##### Text excerpt #####

Folks who are legitimate conservatives have to control and disassociate
themselves from the far right lunatics and liberals and Democrats

(25:55):
who are you know, you know somewhere in the middle
of the Great Debate. They have to disassociate themselves from
the lunatics on the far left.

Speaker 7 (26:04):
I think that I agree, I agree, but you know,
I think on the far left we've been seeing a
lot of more violence. You know, like I said, we
could call it the far the right. And again, like
I mentioned, January sixth. But when we see assassinating politicians.
Luigi Mangoni whatever his last name was killed a healthcare ceo,

(26:24):
he was left, we see the butler, and I don't
have to even go through the examples, but I think
that left in this country, the far left is legitimately
domestic terrorst So we see what they're doing to the
ICE agents, and I hope that this administration will start
taking actions to treat them as such, because you know,
you can't.

Speaker 2 (26:45):
Treat them for their for their arguments or their points
of view when they right exactly. So I always want
to make sure we maintained that distinction. Racida, I gotta
keep rolling here. Thank you was always for your tell
you that, for your thoughtfulness. Thank you have a great night.

##### Extracted entries #####

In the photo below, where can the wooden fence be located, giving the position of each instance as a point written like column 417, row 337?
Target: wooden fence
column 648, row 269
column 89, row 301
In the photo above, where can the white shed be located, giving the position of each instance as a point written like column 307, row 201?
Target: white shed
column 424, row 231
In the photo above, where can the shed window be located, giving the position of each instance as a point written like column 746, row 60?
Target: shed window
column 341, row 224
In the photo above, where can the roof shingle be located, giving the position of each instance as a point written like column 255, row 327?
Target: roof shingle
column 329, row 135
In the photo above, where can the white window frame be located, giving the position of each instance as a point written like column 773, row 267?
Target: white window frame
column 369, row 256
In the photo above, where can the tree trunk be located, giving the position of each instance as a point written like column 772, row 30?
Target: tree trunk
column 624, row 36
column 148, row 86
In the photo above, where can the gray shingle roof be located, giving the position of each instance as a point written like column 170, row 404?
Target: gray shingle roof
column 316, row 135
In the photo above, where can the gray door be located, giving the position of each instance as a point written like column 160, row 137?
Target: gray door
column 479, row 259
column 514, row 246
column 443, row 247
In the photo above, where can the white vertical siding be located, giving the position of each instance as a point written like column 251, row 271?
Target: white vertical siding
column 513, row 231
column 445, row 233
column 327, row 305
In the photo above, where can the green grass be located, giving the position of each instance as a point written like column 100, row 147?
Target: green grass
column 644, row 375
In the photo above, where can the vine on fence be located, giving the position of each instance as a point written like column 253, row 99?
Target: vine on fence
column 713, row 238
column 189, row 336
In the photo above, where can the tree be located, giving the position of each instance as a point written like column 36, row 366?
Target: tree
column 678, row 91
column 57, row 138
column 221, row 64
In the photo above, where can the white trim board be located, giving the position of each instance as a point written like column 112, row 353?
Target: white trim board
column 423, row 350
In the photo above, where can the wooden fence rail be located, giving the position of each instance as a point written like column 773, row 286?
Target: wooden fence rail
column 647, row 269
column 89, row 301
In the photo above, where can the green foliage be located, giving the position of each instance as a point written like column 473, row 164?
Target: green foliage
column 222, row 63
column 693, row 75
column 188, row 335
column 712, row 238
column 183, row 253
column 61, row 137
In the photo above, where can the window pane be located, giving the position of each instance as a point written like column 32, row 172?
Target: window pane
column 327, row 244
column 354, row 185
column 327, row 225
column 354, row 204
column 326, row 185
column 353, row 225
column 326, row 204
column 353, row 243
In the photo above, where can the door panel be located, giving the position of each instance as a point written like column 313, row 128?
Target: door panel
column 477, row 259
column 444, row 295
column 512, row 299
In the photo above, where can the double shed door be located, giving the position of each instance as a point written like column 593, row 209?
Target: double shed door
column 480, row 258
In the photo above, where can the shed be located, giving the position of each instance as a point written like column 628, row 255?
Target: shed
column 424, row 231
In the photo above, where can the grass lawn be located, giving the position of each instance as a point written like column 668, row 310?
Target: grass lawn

#####

Task requirements:
1 - Translate this sentence from the transcript into Spanish: "They have to disassociate themselves from the lunatics on the far left."
2 - Print the part of the transcript that begins at the words "Folks who are" and stops after "the far left.".

Expected responses:
1 - Tienen que desvincularse de los lunáticos de la extrema izquierda.

2 -
Folks who are legitimate conservatives have to control and disassociate
themselves from the far right lunatics and liberals and Democrats

(25:55):
who are you know, you know somewhere in the middle
of the Great Debate. They have to disassociate themselves from
the lunatics on the far left.